EXERCISE DETAILS - Copy out all of the entries, keeping every word the same.

Dataset entries -
·····

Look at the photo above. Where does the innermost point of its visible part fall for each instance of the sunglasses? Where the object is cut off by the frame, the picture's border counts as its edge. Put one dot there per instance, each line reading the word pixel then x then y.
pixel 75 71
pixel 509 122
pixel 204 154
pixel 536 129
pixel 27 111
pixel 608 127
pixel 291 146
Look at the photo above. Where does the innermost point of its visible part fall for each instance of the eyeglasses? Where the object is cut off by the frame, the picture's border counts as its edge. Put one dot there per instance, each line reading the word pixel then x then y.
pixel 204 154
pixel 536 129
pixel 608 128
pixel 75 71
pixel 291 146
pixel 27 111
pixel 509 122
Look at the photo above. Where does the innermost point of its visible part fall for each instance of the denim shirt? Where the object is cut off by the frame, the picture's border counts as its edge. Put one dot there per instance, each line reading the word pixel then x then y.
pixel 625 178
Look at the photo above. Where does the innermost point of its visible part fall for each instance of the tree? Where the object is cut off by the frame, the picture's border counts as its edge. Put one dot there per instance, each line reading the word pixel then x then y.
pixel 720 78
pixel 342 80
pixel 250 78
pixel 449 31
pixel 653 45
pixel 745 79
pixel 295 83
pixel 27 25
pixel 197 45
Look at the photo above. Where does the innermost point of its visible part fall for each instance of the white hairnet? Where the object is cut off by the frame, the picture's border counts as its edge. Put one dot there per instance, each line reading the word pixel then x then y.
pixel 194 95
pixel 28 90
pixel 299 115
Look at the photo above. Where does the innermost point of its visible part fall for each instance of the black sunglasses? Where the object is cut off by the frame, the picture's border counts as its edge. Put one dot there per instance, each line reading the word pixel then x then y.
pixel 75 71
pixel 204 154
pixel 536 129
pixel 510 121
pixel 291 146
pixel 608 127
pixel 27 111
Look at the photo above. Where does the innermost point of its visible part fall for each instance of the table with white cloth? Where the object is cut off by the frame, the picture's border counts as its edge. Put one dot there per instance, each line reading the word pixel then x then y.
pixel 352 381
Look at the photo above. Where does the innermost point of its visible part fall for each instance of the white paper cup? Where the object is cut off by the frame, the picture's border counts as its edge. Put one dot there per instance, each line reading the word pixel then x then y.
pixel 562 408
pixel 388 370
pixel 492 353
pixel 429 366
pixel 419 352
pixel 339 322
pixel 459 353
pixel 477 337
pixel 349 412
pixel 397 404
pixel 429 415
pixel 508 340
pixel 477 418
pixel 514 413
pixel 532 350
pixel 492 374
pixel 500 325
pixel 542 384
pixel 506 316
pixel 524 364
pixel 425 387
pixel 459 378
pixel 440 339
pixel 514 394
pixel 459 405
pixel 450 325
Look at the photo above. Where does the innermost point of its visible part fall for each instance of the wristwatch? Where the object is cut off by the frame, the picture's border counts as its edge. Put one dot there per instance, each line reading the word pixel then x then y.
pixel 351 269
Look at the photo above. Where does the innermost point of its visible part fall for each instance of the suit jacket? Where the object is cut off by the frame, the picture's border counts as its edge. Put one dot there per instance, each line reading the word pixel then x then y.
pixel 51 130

·····

RESULT -
Look at the photo above. Where does the innermost point of its visible part fall for each instance of the sunglasses? Where the object is cut off by the frame, the picture's border counts as its edge. Put one dot there per instance, each line reading the word pixel then x then y.
pixel 75 71
pixel 509 122
pixel 204 154
pixel 536 129
pixel 27 111
pixel 608 127
pixel 291 146
Look at the photo above. Where does the innermost point of its visible part fall for each instance of the eyeglasses? Where the object is cut off by the frame, the picture's border counts as its edge. Put one dot there per instance, each line reading the word pixel then x then y.
pixel 204 154
pixel 536 129
pixel 608 128
pixel 75 71
pixel 291 146
pixel 27 111
pixel 509 122
Look at the photo above. Where does the innermost point of its visible part fall for each instance of the denim shirt? Where the object is cut off by the frame, the picture's border counts as its edge. Put one dot there per instance, each line reading the word pixel then x then y.
pixel 625 178
Look at the photo above. Where does the innermost point of its visible part fall for each instance of the tree? Where the object is cut off by the frame, the picture's border counts as its edge. Put one dot there per instance, each line reading the word pixel then x then y.
pixel 720 78
pixel 342 80
pixel 250 78
pixel 449 31
pixel 653 45
pixel 745 79
pixel 295 83
pixel 27 25
pixel 197 45
Look at the photo above. Where does the innermost point of its visible part fall for each instance of the white hairnet? Where the object is cut off by the frame, the picture's border counts as its edge. Put one dot there per instance, each line reading the word pixel then x then y.
pixel 194 95
pixel 28 90
pixel 299 115
Look at the photo above. Where does the innermost point of its visible part fall for each instance of the black sunglasses? Where the object is cut off by the frame, the picture's border counts as its edge. Put one dot there per instance, each line reading the word pixel then x then y.
pixel 75 71
pixel 204 154
pixel 536 129
pixel 510 121
pixel 291 146
pixel 608 127
pixel 27 111
Look at the photo above. Where does the innermost point of its visible part fall for each instance of the table with white cloth? Where the object is cut off by the frame, the picture's border counts as its edge. Put one dot there per instance, each line reading the word pixel then x then y.
pixel 352 381
Look at the photo above. Where does the innermost point of its visible part fall for each instance of the white paper cup? Where the object is cut off by the frame, the picture's border counts as its edge. Put one dot there per instance, each line reading the word pixel then x then y.
pixel 562 408
pixel 388 370
pixel 492 353
pixel 429 366
pixel 419 352
pixel 339 322
pixel 459 353
pixel 477 337
pixel 349 412
pixel 397 404
pixel 429 415
pixel 508 340
pixel 477 418
pixel 514 413
pixel 532 350
pixel 492 374
pixel 500 325
pixel 542 384
pixel 506 316
pixel 524 364
pixel 425 387
pixel 459 378
pixel 440 339
pixel 514 394
pixel 459 405
pixel 450 325
Look at the photo above. Where does the innermost point of its visible part fall for each instance of the wristwatch? Where the object is cut off by the frame, the picture's border counts as its edge. Put one dot there per instance, each line reading the word pixel then x then y.
pixel 351 269
Look at the photo above. Where does the innermost point of its visible part fall for each instance of the suit jacket? Where the object is cut off by the frame, the picture's border counts as its edge. Put one dot there per instance, each line reading the word pixel then x then y.
pixel 51 130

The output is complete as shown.